== Trecho do documento ==

287, Kennington Road onde, no dia 16 de abril de 1889, nasceu Charles Spencer Chaplin, acha-se naquela parte de Londres que a pobreza havia tornado famosa mesmo fora das ilhas britanicas. Ali, entre Whitechapel, East-End e Lambeth, passou Chaplin sua meninice.
"Viviamos num quarto miseravel", recorda Sidney, o irmão mais velho de Chaplin. "Frequentemente, nada tinhamos para comer. Nem Charlie nem eu possuiamos sapatos. Muitas vezes, minha mãe tirava suas botas e um de nós calçava-as para conseguir a sopa popular, a unica refeição do dia para todos nós" (1).
Anos depois, ao falar naqueles tempos longinquos, Chaplin teve a coragem de reconhecer tristemente:
"Naqueles dias, o unico elemento constante da minha vida foi a fome e o medo do amanhã, o continuo, ininterrupto medo do amanhã. E não há nada que me possa libertar deste medo, nenhum sucesso, nenhuma prosperidade. Fiquei marcado para sempre por este temor da pobreza e da privação" (2).
Quando a mãe de Charles, após a morte do marido, não mais conseguindo manter as crianças, foi acometida de uma depressão nervosa que a conduziria ao hospicio, Charles e Sidney acostumaram-se a dormir na rua e a alimentar-se de frutas estragadas, roubadas habilmente das feiras. Ademais, "Charles conseguira uma especialidade: com pedaços de madeira e pedaços de cortiça que encontrava no lixo, fabricava pequenos barcos; vendia-os a outras crianças por um penny..." (3).
Muitos inimigos de Chaplin adulto, do Chaplin famoso, franco, corajoso, zombariam destas recordações do irmão. Para eles, um "senso inato dos negocios teria preservado o pequeno Chaplin da miseria" - senso inato, pois, embora se tratasse da criança de uns seis anos apenas, Charles Chaplin era de origem judaica.

===
== Registros fornecidos ==

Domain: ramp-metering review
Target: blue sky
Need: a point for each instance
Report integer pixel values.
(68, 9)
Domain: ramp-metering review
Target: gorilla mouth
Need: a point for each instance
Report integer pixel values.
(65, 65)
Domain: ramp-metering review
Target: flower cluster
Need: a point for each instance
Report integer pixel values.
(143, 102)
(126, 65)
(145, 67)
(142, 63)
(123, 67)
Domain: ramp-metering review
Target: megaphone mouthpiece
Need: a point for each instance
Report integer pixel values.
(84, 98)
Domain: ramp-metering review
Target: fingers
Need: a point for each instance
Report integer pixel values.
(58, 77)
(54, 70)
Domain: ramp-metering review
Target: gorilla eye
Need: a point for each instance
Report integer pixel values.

===

(Conjunto de tarefas)
a) Por favor, traduza para o inglês esta frase do trecho sobre a infância de Chaplin: "Nem Charlie nem eu possuiamos sapatos."
b) Transcreva sem alterações uma parte do trecho sobre a infância de Chaplin, começando nas palavras "Quando a mãe" e parando depois de "de origem judaica.".

(Soluções das tarefas)
a) Neither Charlie nor I owned shoes.

b)
Quando a mãe de Charles, após a morte do marido, não mais conseguindo manter as crianças, foi acometida de uma depressão nervosa que a conduziria ao hospicio, Charles e Sidney acostumaram-se a dormir na rua e a alimentar-se de frutas estragadas, roubadas habilmente das feiras. Ademais, "Charles conseguira uma especialidade: com pedaços de madeira e pedaços de cortiça que encontrava no lixo, fabricava pequenos barcos; vendia-os a outras crianças por um penny..." (3).
Muitos inimigos de Chaplin adulto, do Chaplin famoso, franco, corajoso, zombariam destas recordações do irmão. Para eles, um "senso inato dos negocios teria preservado o pequeno Chaplin da miseria" - senso inato, pois, embora se tratasse da criança de uns seis anos apenas, Charles Chaplin era de origem judaica.